Dataset excerpts:
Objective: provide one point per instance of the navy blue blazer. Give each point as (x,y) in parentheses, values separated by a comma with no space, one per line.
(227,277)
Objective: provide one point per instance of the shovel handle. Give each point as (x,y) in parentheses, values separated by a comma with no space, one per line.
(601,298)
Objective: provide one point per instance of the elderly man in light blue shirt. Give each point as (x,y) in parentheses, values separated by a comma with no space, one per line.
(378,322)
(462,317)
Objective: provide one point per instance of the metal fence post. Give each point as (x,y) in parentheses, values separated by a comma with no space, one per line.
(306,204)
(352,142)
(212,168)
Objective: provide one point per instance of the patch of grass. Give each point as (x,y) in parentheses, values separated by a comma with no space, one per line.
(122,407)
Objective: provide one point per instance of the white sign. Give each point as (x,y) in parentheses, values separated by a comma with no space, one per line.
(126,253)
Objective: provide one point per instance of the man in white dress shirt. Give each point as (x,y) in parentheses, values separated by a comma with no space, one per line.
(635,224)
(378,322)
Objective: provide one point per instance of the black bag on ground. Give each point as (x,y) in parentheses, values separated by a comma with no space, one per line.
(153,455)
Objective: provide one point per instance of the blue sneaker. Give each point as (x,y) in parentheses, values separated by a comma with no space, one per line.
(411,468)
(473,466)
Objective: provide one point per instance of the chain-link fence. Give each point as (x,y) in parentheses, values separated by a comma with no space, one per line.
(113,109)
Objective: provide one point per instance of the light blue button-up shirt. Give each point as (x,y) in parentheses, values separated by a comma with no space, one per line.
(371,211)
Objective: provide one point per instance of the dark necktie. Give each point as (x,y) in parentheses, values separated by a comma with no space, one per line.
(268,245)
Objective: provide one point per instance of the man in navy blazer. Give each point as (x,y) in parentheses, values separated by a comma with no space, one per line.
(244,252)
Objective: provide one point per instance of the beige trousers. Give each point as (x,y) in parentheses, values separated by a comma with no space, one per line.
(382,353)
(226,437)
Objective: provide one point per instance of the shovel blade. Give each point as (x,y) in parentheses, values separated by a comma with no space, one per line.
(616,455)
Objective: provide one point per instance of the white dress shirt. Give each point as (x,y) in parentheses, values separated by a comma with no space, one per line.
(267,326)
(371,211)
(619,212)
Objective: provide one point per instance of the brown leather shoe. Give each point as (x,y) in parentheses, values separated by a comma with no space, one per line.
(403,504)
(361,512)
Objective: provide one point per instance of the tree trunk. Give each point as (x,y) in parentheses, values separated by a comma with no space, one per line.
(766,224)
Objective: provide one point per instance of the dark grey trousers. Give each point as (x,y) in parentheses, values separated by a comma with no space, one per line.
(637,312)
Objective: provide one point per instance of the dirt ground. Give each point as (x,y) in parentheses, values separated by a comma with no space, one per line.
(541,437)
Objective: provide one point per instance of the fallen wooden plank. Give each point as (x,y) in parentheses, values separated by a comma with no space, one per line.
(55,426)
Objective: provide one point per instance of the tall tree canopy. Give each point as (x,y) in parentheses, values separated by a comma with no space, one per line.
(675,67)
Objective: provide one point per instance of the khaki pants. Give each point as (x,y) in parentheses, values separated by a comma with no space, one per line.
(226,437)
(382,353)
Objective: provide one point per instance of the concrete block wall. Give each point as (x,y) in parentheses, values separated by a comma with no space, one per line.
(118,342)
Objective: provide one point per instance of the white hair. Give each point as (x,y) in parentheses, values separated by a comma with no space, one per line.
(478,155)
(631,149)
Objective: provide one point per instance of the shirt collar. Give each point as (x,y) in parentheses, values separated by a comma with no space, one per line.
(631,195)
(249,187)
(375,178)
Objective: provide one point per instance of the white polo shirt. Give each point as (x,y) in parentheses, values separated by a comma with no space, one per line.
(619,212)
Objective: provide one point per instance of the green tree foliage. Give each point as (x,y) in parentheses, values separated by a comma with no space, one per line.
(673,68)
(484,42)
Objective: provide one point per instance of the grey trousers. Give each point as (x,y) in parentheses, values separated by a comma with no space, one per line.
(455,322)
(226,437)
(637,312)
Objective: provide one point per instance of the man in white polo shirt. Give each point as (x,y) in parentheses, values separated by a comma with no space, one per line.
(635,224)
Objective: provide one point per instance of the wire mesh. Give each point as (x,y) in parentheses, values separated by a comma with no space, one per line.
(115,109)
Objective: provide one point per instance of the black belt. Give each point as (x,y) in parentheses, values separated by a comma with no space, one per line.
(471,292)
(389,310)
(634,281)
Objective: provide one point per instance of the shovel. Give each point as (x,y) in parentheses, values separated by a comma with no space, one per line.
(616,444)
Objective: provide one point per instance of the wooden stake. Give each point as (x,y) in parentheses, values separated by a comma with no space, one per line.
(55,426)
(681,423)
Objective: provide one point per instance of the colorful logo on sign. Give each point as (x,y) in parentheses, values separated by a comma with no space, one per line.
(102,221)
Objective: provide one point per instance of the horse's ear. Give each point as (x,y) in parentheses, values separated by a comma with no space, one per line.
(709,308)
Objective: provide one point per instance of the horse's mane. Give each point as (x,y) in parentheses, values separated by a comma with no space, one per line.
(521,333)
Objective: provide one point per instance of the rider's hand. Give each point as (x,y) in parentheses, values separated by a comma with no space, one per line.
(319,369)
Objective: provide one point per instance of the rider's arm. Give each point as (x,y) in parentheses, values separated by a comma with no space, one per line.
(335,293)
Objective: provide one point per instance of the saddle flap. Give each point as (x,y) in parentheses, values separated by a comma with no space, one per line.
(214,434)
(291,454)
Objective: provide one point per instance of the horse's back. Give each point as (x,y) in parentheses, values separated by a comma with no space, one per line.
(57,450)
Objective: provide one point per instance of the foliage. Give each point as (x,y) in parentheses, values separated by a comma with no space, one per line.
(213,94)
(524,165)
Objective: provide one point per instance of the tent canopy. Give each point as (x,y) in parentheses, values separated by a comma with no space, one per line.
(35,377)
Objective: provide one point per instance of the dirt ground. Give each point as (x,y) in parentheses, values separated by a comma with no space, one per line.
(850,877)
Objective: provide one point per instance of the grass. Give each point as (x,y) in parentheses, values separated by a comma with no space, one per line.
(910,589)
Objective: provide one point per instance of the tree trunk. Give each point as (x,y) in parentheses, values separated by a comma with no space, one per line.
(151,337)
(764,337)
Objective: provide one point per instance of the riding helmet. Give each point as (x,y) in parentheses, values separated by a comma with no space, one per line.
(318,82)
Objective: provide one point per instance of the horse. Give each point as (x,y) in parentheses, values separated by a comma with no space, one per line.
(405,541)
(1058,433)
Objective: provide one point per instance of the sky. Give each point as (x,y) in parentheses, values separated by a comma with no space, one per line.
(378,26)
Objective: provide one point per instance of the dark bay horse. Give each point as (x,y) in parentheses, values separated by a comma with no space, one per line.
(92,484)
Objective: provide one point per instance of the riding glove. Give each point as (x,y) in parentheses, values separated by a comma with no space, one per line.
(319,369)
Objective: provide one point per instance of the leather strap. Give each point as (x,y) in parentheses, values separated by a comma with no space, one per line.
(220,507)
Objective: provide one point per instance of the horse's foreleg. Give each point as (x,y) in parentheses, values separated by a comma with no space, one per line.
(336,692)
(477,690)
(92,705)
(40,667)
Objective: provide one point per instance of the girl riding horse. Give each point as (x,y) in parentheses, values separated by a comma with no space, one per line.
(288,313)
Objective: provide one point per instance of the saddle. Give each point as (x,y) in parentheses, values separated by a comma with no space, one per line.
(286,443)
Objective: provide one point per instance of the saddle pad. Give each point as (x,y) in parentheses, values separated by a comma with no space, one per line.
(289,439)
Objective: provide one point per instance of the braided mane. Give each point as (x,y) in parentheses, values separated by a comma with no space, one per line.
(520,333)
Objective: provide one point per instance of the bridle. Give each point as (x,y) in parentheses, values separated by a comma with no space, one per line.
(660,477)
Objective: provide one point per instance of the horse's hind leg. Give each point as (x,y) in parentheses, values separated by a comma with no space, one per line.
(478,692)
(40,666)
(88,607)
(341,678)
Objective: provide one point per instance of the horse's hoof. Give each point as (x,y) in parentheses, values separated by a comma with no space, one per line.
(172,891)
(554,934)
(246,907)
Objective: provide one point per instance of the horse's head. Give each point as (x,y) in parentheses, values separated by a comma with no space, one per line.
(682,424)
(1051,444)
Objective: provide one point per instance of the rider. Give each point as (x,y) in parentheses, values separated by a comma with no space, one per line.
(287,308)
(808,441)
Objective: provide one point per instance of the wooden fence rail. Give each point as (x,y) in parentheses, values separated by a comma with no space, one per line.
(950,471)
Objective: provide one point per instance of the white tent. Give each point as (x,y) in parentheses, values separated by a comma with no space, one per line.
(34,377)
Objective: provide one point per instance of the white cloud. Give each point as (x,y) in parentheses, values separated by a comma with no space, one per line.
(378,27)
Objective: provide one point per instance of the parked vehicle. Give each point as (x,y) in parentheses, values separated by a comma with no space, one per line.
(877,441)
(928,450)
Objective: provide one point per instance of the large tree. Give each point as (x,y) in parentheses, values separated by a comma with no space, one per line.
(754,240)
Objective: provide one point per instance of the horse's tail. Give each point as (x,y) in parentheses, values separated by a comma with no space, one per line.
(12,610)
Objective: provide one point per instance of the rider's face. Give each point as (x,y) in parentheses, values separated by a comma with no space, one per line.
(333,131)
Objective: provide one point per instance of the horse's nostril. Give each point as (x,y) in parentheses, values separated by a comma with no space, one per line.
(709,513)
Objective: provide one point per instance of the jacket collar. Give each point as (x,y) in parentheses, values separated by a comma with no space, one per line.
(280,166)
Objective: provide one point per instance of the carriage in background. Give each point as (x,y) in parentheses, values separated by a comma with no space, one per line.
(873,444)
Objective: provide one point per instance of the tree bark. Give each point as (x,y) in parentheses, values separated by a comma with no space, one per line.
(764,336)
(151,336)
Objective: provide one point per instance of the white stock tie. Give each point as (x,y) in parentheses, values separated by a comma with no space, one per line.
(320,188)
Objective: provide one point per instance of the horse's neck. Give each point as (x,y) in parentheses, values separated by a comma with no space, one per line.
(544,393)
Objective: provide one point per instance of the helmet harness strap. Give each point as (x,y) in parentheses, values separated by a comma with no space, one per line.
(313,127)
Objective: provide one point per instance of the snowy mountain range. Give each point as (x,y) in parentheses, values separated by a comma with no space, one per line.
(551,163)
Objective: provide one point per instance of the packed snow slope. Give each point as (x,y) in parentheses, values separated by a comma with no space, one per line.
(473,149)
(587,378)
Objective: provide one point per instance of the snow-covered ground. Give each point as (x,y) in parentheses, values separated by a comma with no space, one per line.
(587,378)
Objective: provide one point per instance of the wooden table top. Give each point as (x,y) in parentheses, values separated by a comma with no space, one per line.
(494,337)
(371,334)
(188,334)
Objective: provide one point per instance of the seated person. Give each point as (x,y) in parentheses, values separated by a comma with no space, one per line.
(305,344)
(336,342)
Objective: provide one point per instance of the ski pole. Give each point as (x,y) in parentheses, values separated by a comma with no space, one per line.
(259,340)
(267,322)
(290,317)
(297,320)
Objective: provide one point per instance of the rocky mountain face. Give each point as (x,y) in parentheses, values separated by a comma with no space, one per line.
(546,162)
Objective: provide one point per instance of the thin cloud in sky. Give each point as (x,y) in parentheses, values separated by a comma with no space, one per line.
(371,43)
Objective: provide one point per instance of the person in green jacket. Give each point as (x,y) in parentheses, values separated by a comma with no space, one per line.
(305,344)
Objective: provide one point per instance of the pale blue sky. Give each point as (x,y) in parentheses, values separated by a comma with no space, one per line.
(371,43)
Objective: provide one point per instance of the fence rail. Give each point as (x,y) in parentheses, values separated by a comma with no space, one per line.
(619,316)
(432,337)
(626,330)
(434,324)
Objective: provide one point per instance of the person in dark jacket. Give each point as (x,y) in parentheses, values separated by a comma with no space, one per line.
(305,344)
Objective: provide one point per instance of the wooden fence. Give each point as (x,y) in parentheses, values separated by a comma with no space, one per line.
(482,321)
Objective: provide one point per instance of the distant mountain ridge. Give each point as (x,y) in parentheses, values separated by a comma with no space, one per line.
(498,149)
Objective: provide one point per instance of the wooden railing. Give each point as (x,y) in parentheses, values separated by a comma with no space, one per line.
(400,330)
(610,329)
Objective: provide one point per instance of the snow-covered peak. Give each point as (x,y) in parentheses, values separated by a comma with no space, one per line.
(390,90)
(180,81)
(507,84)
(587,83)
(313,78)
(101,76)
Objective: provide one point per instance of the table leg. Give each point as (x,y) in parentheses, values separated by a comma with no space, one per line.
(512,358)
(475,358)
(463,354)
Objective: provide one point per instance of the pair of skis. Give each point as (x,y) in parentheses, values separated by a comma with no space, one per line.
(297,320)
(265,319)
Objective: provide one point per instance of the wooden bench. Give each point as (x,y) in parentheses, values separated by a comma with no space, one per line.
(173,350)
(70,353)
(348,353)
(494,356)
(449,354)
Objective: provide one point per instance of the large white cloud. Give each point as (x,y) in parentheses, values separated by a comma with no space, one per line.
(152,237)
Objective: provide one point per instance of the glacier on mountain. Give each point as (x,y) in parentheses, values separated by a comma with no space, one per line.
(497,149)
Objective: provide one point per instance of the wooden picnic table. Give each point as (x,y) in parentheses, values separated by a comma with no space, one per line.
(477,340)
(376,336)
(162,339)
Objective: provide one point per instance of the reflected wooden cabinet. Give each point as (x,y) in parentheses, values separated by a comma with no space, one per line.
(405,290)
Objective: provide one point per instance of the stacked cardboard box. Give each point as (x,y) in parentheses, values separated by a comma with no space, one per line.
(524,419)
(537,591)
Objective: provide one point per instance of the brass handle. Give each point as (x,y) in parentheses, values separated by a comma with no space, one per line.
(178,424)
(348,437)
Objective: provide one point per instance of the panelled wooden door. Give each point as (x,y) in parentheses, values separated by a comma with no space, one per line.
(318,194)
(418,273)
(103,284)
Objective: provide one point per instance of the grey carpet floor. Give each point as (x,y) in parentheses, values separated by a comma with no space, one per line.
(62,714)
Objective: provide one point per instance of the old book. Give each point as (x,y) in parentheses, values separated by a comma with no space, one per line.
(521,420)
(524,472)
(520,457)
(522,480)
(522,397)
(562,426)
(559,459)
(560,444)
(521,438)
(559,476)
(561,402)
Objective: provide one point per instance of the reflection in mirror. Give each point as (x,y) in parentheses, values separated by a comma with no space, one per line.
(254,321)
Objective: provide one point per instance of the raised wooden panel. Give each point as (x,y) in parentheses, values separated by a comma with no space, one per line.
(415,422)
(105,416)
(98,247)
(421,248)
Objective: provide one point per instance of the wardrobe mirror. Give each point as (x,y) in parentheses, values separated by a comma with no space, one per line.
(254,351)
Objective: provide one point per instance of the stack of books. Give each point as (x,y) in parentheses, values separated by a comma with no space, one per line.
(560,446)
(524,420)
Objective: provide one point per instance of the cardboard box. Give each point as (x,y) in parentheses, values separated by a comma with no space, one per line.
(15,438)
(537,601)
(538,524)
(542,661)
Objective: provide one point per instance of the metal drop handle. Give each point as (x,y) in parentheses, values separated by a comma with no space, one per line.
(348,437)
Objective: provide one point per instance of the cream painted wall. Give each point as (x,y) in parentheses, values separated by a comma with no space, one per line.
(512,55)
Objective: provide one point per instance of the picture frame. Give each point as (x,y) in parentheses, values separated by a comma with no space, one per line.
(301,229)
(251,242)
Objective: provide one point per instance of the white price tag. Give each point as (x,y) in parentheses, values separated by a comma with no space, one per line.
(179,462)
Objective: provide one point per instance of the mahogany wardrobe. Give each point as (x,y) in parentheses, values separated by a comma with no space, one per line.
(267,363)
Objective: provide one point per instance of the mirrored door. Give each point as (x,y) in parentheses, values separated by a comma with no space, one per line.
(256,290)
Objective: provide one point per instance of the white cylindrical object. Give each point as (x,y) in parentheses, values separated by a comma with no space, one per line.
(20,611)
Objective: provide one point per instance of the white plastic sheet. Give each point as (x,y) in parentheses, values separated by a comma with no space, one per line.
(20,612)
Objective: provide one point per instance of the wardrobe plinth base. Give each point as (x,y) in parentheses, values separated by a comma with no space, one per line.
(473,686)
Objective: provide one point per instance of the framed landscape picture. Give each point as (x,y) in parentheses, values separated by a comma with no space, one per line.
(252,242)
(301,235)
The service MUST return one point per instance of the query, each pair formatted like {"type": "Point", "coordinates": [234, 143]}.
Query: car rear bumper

**Work to complete:**
Only what runs from the line containing "Objective: provide one point per instance of the wardrobe plinth" through the final line of the entries above belongs in the answer, restated exactly.

**Solution below:**
Objective: provide one point per instance of the wardrobe plinth base. Give each point as (x,y) in parentheses, values separated by a comma with no space, one per line.
(473,686)
Objective: provide one point per instance of the framed landscape picture. Give each point as (x,y) in parentheses, values separated by a comma with no space, one per line.
(252,242)
(301,235)
The service MUST return one point per instance of the query, each pair formatted like {"type": "Point", "coordinates": [234, 143]}.
Query: car rear bumper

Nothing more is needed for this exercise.